▼▼▼

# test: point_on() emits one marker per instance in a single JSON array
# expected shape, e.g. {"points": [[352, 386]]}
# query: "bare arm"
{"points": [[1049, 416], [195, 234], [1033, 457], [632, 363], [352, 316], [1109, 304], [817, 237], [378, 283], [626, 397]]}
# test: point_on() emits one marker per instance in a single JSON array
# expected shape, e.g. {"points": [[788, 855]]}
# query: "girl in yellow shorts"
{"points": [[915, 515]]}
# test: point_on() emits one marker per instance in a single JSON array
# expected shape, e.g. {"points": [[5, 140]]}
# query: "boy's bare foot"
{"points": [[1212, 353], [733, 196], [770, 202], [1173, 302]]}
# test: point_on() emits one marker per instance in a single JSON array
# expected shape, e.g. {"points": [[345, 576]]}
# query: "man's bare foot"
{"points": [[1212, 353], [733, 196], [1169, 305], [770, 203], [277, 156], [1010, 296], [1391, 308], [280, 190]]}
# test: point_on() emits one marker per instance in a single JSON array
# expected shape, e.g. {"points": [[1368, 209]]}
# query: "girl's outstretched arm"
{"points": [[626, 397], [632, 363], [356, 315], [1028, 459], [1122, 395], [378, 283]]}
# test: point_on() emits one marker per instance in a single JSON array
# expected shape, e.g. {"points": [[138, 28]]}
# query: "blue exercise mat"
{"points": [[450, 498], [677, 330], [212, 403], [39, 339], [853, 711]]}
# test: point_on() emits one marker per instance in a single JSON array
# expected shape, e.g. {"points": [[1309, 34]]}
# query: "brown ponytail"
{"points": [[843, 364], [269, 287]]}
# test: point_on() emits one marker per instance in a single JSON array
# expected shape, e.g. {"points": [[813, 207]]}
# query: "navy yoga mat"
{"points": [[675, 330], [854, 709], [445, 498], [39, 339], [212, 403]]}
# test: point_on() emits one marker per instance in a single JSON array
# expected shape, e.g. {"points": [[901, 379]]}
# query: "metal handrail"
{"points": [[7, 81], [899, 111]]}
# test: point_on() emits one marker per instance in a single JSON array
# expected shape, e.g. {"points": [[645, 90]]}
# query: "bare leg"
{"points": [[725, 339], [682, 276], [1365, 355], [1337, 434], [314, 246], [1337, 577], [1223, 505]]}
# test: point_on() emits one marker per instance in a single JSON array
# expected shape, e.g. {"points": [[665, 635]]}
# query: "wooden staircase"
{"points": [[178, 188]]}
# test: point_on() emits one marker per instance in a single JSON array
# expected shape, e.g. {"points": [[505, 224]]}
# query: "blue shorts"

▲▲▲

The full set of records should be duplicated exactly.

TASK SOLUTION:
# test: point_on() emits one marker per instance in a single JSON array
# expected shape, e.g. {"points": [[352, 386]]}
# query: "bare arm"
{"points": [[1049, 416], [195, 234], [1033, 457], [632, 363], [352, 316], [1109, 304], [817, 237], [378, 283], [626, 397]]}
# test: point_on() emits one marker per instance in a single JSON array
# expected shape, e.g. {"points": [[788, 855]]}
# query: "girl in yellow shorts"
{"points": [[915, 515]]}
# test: point_on() emits one marker per instance in a single JSON array
# expected shape, e.g. {"points": [[5, 140]]}
# query: "boy's bare foot"
{"points": [[1212, 353], [733, 196], [770, 202], [1173, 302]]}
# test: point_on() emits one marker per instance in a single JSON array
# expected shape, e.g. {"points": [[345, 576]]}
# query: "man's bare foot"
{"points": [[1212, 353], [733, 196], [1169, 305], [770, 203], [277, 156], [1010, 296], [1391, 308], [280, 190]]}
# test: point_on() emits one marker per instance in a single JSON array
# expected shape, e.g. {"points": [[1368, 209]]}
# query: "girl's outstretched arm"
{"points": [[626, 397], [632, 363], [356, 315], [1028, 459], [1122, 395], [378, 283]]}
# test: point_on() emits one marker per instance in a single JSON array
# expected shape, e.g. {"points": [[138, 28]]}
# query: "blue exercise mat"
{"points": [[450, 498], [677, 330], [212, 403], [39, 339], [853, 711]]}
# test: point_on() emits one marker per instance in a single JSON array
# expected shape, e.g. {"points": [[1309, 34]]}
# query: "brown ponytail"
{"points": [[843, 364], [269, 287]]}
# test: point_on() emits one marker per instance in a single JSON array
# expected shape, e.g. {"points": [[813, 207]]}
# query: "navy yoga mat"
{"points": [[675, 330], [854, 709], [445, 498], [39, 339], [212, 403]]}
# test: point_on() emits one marker per instance in a single JSON array
# expected shape, e.g. {"points": [[901, 379]]}
# query: "metal handrail"
{"points": [[7, 81], [899, 111]]}
# test: point_on() emits one marker per instance in a single JSON array
# expected shape, e.g. {"points": [[645, 90]]}
# query: "bare leg"
{"points": [[725, 339], [682, 276], [1365, 355], [1337, 434], [314, 246], [1337, 577], [1223, 505]]}
# test: point_on() emits one marker per instance in a single JSON array
# expected shape, e.g. {"points": [[665, 635]]}
# query: "wooden staircase"
{"points": [[178, 188]]}
# test: point_on() emits one marker per instance in a single JSON array
# expected shape, e.g. {"points": [[505, 224]]}
# query: "blue shorts"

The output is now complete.